Given request A »
Locate every line in the rows that contains the word "footprint", and copy each of those lines.

Source passage »
--- Begin ---

# Unable to root: "waiting for device" problem reoccurring.



## rubbajeepz

So I upgraded to the Nexus, and I've had nothing but problems. No matter what I do, I still get "waiting for device" for fastboot. USB debugging is enabled, the SDK is on my computer, Google USB drivers installed, Samsung drivers installed (tried three different drivers), booted the phone in Fastboot mode. It recognizes my phone as "Galaxy Nexus", but fastboot still says "waiting for device" when I enter "fastboot oem unlock". Can anybody help me get to the root (pun intended) of the problem? I'm sure I'll be happier about my decision to get the phone once this issue is out of the way, but it's done nothing but stress me out since I started trying. Googling has done nothing for me but give me more things to try, only to see "waiting for device". Thanks guys.

*[SOLVED]* I was unclear on "Fastboot Mode". If anyone else is, too, it's the boot screen itself, not booting into the OS using that screen. Thanks all!


----------



## Awexit76

http://forum.xda-developers.com/attachment.php?attachmentid=1191679&d=1342028683

Try these. You have a driver issue. I did too. The ones you have see your phone when booted, but not in bootloader mode... Lemme know. There are a few out there. I don't remember which one worked for me...

Sent from my Motorola DROID Nexus


----------



## rubbajeepz

Awexit76 said:


> http://forum.xda-dev...79&d=1342028683
> 
> Try these. You have a driver issue. I did too. The ones you have see your phone when booted, but not in bootloader mode... Lemme know. There are a few out there. I don't remember which one worked for me...
> 
> Sent from my Motorola DROID Nexus


Thanks for the quick reply. I downloaded these at one point, but had no idea how to install them, so I moved on. Any chance you could give me a one or two-line instructional?


----------



## hullie10

Try watching a video on YouTube?

Sent from my Galaxy Nexus using RootzWiki


----------



## Awexit76

rubbajeepz said:


> Thanks for the quick reply. I downloaded these at one point, but had no idea how to install them, so I moved on. Any chance you could give me a one or two-line instructional?

--- End ---

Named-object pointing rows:
--- Begin ---

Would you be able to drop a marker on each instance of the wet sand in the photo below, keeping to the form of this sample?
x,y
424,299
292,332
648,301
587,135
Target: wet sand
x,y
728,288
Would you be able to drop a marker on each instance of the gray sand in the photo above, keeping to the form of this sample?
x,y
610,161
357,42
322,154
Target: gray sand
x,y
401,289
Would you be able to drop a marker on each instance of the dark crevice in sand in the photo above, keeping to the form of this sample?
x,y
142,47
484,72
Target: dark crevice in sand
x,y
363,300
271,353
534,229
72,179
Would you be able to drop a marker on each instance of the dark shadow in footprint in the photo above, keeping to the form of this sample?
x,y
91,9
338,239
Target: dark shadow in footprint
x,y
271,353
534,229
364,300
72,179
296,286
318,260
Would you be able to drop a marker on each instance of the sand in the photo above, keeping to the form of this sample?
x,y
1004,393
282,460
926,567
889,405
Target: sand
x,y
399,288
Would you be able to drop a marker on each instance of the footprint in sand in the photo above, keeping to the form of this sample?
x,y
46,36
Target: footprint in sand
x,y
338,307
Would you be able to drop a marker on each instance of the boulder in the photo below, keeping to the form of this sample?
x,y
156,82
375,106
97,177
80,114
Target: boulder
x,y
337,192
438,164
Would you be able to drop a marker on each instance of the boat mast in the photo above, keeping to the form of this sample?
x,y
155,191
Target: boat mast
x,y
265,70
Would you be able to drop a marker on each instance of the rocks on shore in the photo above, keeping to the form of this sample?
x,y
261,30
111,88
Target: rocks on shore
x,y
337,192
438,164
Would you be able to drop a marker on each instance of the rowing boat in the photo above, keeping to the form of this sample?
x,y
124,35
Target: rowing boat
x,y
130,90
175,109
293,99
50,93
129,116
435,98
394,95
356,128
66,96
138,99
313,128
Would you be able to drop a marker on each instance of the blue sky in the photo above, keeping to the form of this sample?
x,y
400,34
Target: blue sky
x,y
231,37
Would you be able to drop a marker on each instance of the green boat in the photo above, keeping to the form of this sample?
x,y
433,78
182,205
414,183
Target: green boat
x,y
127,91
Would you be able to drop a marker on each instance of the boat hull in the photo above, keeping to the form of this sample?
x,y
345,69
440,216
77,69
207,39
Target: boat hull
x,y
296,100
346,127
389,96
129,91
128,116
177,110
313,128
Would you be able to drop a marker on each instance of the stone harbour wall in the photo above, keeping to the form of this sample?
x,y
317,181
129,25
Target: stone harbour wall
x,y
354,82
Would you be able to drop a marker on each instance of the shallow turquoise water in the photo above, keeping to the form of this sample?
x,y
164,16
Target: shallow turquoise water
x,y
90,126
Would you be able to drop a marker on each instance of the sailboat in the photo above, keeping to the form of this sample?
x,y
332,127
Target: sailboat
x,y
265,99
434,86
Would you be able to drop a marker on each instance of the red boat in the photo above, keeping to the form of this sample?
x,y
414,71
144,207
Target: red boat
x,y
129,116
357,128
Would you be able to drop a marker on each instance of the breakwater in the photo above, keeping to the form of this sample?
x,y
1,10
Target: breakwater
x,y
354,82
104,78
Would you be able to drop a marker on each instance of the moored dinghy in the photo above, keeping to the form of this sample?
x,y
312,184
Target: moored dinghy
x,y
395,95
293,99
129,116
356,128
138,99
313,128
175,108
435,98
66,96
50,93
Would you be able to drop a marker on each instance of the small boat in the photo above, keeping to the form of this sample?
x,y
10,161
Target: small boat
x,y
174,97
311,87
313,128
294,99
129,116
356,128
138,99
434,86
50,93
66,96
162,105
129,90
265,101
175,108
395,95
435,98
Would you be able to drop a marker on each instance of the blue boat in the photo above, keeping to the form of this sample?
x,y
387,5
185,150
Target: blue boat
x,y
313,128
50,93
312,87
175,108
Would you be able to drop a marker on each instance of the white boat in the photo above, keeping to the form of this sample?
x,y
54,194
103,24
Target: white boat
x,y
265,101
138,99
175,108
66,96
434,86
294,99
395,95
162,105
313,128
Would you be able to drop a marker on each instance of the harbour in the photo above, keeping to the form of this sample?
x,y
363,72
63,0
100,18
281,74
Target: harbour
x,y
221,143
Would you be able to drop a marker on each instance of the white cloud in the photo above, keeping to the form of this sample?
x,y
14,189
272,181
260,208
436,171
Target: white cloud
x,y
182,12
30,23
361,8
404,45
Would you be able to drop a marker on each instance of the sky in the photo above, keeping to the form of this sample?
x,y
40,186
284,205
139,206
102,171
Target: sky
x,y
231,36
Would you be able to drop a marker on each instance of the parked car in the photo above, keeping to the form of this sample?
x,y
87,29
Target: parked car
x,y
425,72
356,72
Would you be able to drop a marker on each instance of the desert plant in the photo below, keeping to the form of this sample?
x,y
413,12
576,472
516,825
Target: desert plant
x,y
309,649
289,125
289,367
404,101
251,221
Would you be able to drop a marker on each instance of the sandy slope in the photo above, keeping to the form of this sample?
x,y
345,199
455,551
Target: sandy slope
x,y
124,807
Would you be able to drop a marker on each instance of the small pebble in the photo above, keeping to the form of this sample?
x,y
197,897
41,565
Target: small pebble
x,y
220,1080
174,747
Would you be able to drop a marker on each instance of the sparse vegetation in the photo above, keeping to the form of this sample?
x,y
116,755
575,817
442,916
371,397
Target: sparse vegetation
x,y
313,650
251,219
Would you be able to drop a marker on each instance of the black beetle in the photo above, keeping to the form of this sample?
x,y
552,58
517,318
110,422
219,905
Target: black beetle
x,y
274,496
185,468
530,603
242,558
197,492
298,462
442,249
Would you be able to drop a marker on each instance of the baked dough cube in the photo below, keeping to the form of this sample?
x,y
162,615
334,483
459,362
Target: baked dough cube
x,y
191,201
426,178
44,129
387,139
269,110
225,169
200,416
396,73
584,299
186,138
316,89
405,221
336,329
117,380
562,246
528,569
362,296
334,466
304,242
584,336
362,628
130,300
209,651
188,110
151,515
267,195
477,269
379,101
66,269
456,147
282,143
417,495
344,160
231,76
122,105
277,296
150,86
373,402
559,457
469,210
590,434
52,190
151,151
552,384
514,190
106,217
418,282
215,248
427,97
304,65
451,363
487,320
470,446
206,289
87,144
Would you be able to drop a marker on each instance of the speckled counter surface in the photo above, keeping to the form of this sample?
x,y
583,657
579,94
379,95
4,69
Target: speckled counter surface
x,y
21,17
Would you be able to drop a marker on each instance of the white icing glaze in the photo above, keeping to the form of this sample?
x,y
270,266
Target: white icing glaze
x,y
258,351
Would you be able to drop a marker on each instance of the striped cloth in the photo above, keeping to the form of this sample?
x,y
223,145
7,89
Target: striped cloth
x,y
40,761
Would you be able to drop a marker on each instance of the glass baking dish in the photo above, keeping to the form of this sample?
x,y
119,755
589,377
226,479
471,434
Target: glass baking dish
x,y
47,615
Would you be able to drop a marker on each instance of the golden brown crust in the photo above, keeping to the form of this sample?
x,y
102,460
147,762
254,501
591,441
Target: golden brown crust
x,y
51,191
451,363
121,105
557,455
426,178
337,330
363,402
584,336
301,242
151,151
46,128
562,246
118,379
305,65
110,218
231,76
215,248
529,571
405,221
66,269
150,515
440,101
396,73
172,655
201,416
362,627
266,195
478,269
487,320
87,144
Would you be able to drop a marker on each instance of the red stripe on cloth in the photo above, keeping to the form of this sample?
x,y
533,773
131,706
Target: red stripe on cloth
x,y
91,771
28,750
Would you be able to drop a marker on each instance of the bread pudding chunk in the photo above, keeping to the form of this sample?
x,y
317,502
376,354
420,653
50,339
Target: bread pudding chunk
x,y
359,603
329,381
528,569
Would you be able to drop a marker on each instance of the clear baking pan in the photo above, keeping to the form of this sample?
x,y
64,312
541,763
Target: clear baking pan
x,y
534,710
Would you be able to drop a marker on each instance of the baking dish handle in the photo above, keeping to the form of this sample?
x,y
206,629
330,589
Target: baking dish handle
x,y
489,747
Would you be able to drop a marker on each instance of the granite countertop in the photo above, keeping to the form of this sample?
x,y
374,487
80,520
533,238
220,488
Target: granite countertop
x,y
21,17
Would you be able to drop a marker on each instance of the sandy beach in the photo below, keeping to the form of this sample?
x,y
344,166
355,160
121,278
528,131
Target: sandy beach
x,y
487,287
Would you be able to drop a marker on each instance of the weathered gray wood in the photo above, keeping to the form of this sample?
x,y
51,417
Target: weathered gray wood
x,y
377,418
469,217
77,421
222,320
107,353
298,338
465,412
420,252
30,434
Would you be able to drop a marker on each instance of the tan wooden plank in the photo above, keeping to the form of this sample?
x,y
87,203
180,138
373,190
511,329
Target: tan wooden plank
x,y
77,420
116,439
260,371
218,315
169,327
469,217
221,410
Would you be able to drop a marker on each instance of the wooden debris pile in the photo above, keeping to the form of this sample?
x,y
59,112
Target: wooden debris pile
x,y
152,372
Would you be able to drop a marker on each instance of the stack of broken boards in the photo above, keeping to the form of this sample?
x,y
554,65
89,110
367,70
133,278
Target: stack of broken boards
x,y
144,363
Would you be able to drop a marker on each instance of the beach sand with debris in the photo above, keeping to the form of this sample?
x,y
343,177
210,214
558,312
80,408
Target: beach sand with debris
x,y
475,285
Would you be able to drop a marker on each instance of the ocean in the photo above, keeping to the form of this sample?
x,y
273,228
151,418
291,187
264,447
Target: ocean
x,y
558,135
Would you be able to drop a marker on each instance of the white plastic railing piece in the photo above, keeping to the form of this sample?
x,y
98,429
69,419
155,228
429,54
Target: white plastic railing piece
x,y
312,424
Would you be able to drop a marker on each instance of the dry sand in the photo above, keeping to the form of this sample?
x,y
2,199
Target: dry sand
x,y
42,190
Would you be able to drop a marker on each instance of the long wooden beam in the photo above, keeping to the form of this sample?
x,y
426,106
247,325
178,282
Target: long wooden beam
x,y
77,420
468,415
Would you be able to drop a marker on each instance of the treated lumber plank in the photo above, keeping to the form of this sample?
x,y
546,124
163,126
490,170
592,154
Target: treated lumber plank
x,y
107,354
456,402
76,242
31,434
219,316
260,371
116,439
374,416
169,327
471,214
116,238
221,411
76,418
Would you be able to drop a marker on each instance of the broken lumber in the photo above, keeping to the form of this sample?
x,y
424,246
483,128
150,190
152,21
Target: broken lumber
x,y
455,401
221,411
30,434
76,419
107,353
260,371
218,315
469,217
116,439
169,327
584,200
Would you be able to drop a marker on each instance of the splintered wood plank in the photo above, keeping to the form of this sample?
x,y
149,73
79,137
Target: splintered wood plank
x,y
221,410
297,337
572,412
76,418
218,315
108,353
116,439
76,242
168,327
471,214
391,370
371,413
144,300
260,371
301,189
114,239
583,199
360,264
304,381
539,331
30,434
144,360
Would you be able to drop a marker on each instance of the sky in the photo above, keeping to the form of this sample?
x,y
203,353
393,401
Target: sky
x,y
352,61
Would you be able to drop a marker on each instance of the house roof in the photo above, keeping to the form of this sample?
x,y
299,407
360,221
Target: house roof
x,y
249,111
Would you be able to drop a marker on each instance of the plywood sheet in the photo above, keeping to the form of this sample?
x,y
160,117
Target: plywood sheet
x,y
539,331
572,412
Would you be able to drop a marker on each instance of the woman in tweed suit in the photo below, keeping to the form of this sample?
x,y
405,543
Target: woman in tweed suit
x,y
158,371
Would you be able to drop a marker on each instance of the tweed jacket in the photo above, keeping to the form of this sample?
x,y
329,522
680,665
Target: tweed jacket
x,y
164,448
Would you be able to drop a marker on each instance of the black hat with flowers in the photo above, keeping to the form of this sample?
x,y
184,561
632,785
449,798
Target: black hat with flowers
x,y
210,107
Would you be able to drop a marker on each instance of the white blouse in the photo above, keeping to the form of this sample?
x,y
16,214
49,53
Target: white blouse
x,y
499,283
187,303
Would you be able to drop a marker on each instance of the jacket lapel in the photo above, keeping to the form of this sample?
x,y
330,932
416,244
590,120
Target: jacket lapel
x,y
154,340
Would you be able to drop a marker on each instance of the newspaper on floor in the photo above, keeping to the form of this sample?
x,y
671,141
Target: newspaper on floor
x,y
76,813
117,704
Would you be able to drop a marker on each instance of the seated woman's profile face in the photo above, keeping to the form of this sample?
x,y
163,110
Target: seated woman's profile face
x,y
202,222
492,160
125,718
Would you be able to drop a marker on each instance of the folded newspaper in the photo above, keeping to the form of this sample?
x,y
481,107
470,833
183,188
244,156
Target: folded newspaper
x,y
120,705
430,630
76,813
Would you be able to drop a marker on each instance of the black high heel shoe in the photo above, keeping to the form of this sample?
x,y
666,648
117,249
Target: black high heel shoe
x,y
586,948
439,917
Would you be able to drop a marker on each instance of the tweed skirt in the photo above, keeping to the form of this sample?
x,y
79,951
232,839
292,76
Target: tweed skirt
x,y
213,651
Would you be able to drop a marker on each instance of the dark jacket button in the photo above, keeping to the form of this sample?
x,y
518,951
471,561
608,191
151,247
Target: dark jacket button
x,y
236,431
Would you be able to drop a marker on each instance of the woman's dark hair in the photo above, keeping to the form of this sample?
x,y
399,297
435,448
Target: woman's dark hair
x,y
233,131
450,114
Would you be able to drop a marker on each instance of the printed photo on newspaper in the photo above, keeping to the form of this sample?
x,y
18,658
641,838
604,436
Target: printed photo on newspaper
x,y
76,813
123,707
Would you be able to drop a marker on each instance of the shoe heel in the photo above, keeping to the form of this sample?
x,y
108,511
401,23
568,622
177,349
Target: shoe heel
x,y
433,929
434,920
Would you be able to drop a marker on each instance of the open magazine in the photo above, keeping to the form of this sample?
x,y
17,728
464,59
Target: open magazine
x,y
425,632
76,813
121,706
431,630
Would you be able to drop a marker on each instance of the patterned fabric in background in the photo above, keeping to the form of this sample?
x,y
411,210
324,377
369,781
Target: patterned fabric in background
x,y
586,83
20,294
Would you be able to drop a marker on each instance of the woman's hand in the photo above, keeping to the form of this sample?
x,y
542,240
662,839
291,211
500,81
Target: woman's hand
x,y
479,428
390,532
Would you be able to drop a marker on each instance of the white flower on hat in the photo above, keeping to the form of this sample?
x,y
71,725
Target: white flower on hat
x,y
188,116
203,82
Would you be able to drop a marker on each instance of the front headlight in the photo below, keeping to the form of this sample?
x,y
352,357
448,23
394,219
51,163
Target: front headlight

--- End ---

Given request B »
In the forum thread about the rooting problem, what did the original poster say they had been unclear on?

Complete answer A »
Would you be able to drop a marker on each instance of the dark shadow in footprint in the photo above, keeping to the form of this sample?
Target: dark shadow in footprint
Would you be able to drop a marker on each instance of the footprint in sand in the photo above, keeping to the form of this sample?
Target: footprint in sand

Complete answer B »
They had been unclear on "Fastboot Mode," which is the boot screen itself, not booting into the OS from that screen.